Task
In the records below, present the stretch from the line containing "the fish mouth" through the line containing "xmin=62 ymin=64 xmax=146 ymax=192", both included, as a numbered list with blank lines left out.

Entries shown
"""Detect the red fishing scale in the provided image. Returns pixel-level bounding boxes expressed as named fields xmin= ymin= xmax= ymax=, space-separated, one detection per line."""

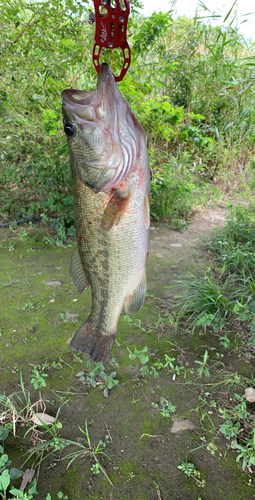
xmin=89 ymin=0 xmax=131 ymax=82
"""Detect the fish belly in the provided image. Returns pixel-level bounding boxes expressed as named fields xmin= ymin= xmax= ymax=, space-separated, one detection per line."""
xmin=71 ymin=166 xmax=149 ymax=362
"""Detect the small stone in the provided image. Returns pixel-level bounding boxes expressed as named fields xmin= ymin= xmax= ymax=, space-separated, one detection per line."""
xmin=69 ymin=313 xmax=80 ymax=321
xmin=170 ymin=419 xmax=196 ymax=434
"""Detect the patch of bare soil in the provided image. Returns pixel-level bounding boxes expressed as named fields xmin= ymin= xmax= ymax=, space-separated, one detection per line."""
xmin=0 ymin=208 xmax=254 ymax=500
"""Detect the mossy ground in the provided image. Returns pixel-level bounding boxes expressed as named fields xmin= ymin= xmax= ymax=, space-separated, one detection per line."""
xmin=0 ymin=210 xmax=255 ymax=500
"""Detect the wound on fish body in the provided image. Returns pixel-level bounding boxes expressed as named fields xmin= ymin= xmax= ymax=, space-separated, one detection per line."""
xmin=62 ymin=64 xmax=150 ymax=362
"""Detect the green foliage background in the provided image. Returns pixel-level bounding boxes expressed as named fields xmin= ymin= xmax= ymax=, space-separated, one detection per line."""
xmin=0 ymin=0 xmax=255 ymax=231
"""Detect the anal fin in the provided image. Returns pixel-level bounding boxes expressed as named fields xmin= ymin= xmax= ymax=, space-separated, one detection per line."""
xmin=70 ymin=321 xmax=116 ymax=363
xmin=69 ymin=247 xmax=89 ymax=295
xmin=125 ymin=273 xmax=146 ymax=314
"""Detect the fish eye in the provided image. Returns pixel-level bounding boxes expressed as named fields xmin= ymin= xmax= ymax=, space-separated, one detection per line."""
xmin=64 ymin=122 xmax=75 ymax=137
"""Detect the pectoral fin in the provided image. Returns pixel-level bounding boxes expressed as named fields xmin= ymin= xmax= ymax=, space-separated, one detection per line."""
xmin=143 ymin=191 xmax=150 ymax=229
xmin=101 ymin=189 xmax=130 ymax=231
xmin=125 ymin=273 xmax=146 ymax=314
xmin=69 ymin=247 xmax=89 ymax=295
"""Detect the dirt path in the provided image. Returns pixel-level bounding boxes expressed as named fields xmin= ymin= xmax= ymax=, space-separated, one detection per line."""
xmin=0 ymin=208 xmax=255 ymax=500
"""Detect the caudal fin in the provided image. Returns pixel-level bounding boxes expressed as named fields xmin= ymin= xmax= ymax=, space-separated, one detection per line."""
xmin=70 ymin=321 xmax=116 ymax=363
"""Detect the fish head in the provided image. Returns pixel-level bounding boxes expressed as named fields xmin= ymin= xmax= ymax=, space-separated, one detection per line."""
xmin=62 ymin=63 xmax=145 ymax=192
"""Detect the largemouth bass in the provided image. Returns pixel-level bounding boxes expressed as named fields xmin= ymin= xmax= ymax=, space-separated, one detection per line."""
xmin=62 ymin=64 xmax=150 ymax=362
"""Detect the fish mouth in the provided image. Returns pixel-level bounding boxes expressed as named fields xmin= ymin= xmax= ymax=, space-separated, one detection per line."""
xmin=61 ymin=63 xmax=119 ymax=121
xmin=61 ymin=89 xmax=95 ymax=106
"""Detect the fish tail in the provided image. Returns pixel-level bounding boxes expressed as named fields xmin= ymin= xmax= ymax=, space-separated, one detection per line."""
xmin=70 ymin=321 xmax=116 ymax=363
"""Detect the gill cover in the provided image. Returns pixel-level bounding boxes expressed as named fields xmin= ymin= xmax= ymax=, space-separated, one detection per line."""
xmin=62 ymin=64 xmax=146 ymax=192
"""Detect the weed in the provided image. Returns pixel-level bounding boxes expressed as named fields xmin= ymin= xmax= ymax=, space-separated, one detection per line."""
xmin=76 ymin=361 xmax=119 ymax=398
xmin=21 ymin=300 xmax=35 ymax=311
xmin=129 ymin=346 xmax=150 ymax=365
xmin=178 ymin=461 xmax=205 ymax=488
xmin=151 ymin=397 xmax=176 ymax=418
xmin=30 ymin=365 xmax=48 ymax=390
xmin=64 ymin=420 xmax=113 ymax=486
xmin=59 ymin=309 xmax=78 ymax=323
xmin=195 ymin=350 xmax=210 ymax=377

--

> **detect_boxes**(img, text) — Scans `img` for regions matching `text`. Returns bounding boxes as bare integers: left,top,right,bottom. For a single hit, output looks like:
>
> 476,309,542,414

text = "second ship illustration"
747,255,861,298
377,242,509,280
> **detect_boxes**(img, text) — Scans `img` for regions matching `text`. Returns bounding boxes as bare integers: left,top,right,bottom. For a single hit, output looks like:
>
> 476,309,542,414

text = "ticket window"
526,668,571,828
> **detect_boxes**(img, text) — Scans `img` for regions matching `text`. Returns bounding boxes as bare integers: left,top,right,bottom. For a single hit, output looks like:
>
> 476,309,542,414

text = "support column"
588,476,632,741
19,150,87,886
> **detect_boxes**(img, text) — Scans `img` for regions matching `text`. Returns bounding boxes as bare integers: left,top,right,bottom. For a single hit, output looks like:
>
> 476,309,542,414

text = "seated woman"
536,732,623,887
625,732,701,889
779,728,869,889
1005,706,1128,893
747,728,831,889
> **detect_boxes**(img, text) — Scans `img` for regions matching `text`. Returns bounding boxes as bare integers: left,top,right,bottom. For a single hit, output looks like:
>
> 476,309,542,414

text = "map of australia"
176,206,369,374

...

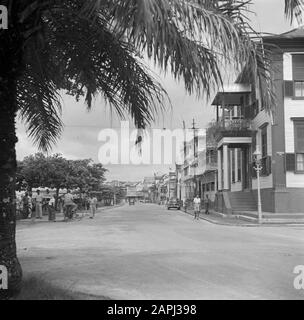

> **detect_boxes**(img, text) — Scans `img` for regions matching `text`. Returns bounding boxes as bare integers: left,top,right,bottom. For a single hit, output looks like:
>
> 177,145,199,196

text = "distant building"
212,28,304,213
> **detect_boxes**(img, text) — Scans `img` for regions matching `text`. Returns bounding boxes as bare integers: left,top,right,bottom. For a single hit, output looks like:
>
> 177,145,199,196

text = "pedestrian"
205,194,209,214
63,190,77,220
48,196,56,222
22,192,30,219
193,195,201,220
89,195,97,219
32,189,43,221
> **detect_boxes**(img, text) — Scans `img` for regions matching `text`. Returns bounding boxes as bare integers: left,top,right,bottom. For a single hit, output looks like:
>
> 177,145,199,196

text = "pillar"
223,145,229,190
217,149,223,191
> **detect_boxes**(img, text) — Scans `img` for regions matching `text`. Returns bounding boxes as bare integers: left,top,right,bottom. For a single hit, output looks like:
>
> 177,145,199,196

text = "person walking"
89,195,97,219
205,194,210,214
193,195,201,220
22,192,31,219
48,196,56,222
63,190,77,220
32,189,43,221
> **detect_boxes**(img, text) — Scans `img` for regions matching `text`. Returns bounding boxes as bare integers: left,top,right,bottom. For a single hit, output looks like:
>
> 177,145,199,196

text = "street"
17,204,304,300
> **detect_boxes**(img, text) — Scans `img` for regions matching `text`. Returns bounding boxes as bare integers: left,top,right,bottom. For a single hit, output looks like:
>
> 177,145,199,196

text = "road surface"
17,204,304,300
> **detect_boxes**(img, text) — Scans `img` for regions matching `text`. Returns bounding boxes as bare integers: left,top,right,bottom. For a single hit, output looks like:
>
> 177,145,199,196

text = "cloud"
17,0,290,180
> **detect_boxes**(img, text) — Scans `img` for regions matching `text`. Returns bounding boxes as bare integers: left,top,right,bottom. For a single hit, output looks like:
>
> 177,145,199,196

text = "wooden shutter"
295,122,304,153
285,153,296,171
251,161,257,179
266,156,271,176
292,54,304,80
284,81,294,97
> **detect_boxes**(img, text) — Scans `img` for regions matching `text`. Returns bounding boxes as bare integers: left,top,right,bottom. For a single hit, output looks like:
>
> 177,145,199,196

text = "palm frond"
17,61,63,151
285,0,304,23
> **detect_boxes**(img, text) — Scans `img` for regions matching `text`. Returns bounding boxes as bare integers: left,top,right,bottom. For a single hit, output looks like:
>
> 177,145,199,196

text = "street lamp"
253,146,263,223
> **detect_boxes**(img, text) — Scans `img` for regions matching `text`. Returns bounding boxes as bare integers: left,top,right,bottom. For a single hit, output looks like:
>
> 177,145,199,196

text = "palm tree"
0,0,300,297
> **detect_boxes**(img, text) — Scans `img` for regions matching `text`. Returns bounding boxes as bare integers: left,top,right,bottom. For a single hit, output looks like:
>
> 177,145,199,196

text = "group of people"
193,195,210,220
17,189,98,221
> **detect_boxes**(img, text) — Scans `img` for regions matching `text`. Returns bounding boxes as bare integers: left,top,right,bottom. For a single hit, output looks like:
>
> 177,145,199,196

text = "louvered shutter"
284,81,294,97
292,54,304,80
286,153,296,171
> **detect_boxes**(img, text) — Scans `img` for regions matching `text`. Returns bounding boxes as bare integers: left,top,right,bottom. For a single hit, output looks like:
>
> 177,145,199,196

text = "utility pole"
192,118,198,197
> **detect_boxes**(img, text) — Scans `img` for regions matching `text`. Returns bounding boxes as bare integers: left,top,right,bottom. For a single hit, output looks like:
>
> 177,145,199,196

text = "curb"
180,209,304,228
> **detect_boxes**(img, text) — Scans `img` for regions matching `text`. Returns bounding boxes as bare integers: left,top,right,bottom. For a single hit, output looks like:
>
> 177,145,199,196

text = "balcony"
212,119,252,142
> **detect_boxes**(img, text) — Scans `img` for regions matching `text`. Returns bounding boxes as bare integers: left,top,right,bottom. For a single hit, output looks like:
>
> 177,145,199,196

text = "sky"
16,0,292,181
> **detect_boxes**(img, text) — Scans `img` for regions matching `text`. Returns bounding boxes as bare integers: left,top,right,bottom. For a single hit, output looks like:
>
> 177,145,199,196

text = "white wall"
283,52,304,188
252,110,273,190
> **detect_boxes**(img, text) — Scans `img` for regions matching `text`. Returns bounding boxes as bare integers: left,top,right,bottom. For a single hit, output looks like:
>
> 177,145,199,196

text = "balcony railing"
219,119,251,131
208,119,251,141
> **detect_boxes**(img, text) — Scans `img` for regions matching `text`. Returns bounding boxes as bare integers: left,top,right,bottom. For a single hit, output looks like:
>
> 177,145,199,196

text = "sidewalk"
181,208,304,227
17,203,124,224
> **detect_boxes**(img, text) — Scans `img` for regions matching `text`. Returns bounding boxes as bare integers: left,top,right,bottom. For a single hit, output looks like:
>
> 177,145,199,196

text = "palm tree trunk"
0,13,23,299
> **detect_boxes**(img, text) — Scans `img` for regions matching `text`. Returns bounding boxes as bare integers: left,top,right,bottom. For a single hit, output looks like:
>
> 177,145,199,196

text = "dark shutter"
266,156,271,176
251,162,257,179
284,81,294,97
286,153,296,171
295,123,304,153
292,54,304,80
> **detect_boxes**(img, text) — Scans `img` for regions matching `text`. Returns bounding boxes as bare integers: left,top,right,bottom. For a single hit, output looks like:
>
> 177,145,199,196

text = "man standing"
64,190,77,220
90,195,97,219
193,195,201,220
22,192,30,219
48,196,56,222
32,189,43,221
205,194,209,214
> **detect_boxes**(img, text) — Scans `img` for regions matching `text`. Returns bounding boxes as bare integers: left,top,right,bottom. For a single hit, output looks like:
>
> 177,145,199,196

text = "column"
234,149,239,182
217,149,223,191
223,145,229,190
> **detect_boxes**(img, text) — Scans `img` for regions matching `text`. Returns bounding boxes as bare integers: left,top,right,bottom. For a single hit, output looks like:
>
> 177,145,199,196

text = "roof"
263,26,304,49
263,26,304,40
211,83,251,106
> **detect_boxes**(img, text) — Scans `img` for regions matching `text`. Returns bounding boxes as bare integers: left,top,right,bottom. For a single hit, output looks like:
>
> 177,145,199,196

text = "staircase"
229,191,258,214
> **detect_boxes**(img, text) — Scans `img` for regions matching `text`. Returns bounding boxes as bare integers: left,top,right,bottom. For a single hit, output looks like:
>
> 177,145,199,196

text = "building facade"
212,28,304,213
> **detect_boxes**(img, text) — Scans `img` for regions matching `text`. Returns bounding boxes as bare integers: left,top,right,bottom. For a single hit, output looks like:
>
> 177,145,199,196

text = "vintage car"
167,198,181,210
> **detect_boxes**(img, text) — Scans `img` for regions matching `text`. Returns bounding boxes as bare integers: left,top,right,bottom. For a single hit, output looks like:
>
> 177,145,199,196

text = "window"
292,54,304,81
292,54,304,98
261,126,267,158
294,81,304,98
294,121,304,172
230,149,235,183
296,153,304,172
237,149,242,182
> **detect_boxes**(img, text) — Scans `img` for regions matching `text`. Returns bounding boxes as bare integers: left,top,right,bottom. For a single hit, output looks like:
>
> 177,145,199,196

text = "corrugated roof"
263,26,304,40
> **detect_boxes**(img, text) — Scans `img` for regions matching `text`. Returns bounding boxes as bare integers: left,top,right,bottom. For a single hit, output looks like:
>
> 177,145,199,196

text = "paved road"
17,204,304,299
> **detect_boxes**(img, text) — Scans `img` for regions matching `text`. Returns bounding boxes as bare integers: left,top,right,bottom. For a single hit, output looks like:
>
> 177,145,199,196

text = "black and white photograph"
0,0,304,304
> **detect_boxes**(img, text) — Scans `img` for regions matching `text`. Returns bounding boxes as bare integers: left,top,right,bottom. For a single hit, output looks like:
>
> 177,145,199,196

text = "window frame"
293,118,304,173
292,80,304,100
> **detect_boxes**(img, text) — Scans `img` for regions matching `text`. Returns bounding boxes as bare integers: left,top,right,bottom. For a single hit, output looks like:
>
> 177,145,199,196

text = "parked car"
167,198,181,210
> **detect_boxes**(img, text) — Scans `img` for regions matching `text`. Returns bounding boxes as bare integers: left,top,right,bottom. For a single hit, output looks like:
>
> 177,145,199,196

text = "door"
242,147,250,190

Final result
1. """Detect the fish mouth in the provided image. Returns pixel-level bounding boxes expressed as named fields xmin= ymin= xmax= ymax=, space-separated, one detection per line."""
2. xmin=61 ymin=63 xmax=119 ymax=121
3. xmin=61 ymin=89 xmax=95 ymax=106
4. """Detect the fish tail in the provided image. Returns pixel-level bounding boxes expressed as named fields xmin= ymin= xmax= ymax=, space-separated, one detection per line."""
5. xmin=70 ymin=321 xmax=116 ymax=363
6. """Detect the gill cover in the provided image. Returns pixel-level bounding boxes expressed as named fields xmin= ymin= xmax= ymax=, space-separated, one detection per line."""
7. xmin=62 ymin=64 xmax=146 ymax=192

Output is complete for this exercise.